## Supplied passage

Animal Rights

The Moral Equation:

Observations of animals, whether in the wild, in captivity, or in experimental cages reveal undeniable evidence that they perceive physical pain and discomfort as well as pain as acutely as we do (Tangley 2000). Anecdotal evidence of numerous well documented instances seems to suggest that many animals also experience emotions such as grief from of loss of companionship (Moussaieff-Masson 1995).

Not uncommonly, it is scientists and medical researchers themselves who first notice responses and behaviors in laboratory animals that, in the extreme, challenge their previous assumptions about what “rights” animals have not to be subjected unnecessarily, or for no worthwhile purpose, to excruciating pain (Winter 2002). It is possible, for example, to justify infecting animals with cancer for the purposes of learning how to treat human cancer while opposing recreational hunting, or other reasons for using animals. For example, in parts of China it is possible to purchase donkey meat sliced from a living donkey: scalding water is poured over its rump and the cooked flesh sliced off as it writhes in pain (Tripp 2003).

It is likely that few medical researches who regularly use animals as subjects would condone the torture of a donkey as a culinary “technique.” The moral analysis of animal experimentation and other uses is one of principle; it is a matter of weighing respective concerns against the purpose of the proposed use. Very valuable benefits justify significant pain and even the sacrifice of animal subjects; comparatively worthless (and especially, illusory) purposes do not necessarily justify subjecting the same degree of pain on a defenseless animal.

## Task brief
Could you continue the passage on animal rights from its last sentence? The material after this line is separate from the passage on animal rights.

## Record excerpts
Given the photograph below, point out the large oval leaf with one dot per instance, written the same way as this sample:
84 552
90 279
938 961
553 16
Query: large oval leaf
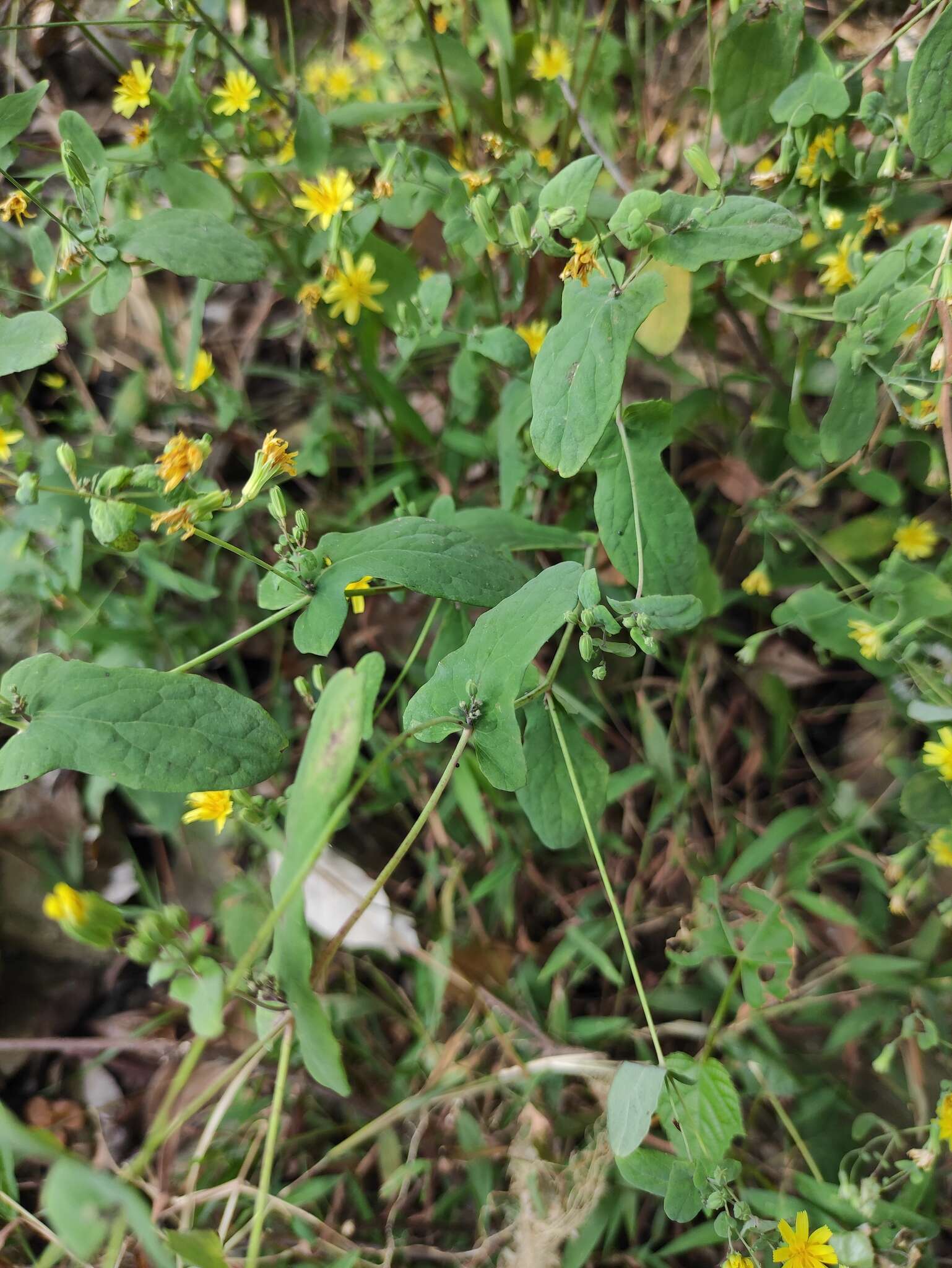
164 732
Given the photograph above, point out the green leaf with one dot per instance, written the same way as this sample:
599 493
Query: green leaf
82 1204
322 779
203 994
75 129
633 1100
701 231
708 1110
165 732
547 799
495 657
17 111
670 539
572 187
578 373
199 1248
28 340
818 92
930 89
421 555
755 63
312 139
194 245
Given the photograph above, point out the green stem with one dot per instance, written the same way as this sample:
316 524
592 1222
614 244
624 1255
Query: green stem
241 638
606 883
411 658
334 946
264 1183
639 545
334 821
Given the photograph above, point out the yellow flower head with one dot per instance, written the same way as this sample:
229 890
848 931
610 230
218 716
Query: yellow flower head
868 637
941 848
309 296
550 61
368 58
8 436
533 332
757 583
132 90
582 263
180 459
938 753
202 372
139 134
236 93
353 288
66 906
209 808
340 83
917 539
838 273
330 194
804 1249
943 1113
15 208
474 180
178 520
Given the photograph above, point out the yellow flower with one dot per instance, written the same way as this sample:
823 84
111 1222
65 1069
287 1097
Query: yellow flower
493 144
178 520
941 848
309 296
534 332
368 58
330 194
550 61
838 273
874 221
314 76
804 1249
132 90
66 905
582 263
236 93
917 539
139 135
474 180
202 372
179 459
757 583
868 637
938 753
15 208
8 436
208 807
943 1111
353 288
340 83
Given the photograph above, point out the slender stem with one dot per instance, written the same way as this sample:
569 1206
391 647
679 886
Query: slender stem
264 1183
334 821
639 545
440 67
334 946
411 658
241 638
606 883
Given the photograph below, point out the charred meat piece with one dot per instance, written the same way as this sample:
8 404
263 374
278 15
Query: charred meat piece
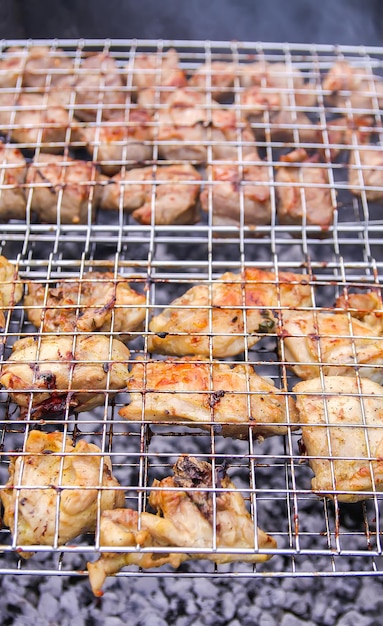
11 288
342 434
303 192
63 189
184 505
211 318
216 77
234 184
155 70
189 125
202 393
120 141
175 188
352 86
34 119
45 375
366 173
367 307
51 472
331 343
13 170
99 301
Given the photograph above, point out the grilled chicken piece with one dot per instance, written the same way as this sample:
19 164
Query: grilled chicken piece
230 184
63 189
352 86
302 177
185 517
43 479
367 307
45 375
155 70
216 78
176 194
342 432
35 119
11 288
331 343
365 173
13 170
118 142
99 301
189 124
203 393
184 328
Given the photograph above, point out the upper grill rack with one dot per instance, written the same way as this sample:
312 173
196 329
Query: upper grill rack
164 260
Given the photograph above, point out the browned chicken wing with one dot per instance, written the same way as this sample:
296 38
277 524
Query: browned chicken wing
203 393
342 434
54 472
176 189
234 184
46 374
211 318
185 518
303 192
99 301
13 170
63 189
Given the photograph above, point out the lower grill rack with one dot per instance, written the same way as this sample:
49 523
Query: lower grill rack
151 429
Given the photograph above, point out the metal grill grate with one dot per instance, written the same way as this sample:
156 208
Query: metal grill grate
314 535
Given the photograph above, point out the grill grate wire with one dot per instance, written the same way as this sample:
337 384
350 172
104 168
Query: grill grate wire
163 261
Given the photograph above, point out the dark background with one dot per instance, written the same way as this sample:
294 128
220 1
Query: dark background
355 22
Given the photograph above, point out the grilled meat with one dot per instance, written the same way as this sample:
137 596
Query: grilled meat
120 141
184 519
210 318
233 182
366 173
331 343
64 189
203 393
45 375
13 170
175 200
43 479
302 178
99 301
342 434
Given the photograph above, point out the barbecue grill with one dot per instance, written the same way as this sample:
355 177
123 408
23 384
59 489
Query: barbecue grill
316 536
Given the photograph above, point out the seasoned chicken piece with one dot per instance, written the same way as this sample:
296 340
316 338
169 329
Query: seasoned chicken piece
185 518
54 472
11 288
13 170
176 194
367 307
366 172
332 343
202 393
45 374
216 78
63 189
118 142
303 192
230 184
36 120
155 70
352 85
342 433
99 301
184 328
188 125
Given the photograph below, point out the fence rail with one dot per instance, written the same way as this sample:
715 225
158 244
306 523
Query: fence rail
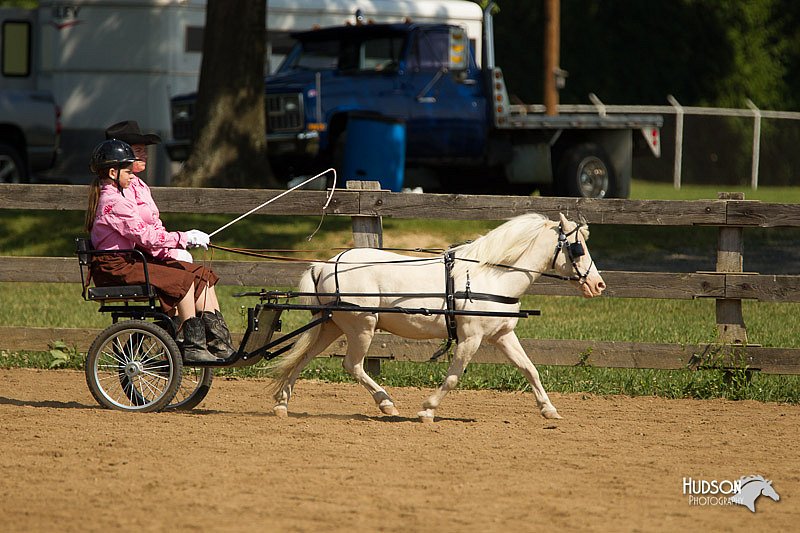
728 285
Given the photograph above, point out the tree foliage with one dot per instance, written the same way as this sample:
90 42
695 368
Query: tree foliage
704 52
229 147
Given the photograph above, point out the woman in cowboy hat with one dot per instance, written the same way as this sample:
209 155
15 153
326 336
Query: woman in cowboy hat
114 222
128 131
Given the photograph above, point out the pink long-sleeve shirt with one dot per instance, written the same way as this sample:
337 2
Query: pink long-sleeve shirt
119 225
150 214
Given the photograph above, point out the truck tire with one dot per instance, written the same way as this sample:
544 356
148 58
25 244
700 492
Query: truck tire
585 171
12 167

## Response to this exercise
Human beings evolved to hunt other animals just as they evolved to hunt different prey. Likewise, modern medical science often requires the use animals for valuable experiments with implications for human health. Our moral responsibility is not to refrain from eating or making other necessary use of animals; rather, it is simply not to subject other sentient creatures to pain unnecessarily. That obligation is likely met by minimizing their discomfort as much as is practicable in worthwhile scientific experiments and, perhaps, by narrowing the scope of what we consider “necessary” to exclude producing cosmetics and “culturally traditional” artwork for profit at the expense of intense animal suffering.


Moussaieff-Masson, J. (1995) When Elephants Weep: The Emotional Lives of Animals. New York: Bantam.

Tangley, L. (2000) Animal Emotions: Do Animals Have Feelings?; U.S. News & World Report. (October 30, 2000).

Tripp, P. (2003) World Issues: Animal Rights.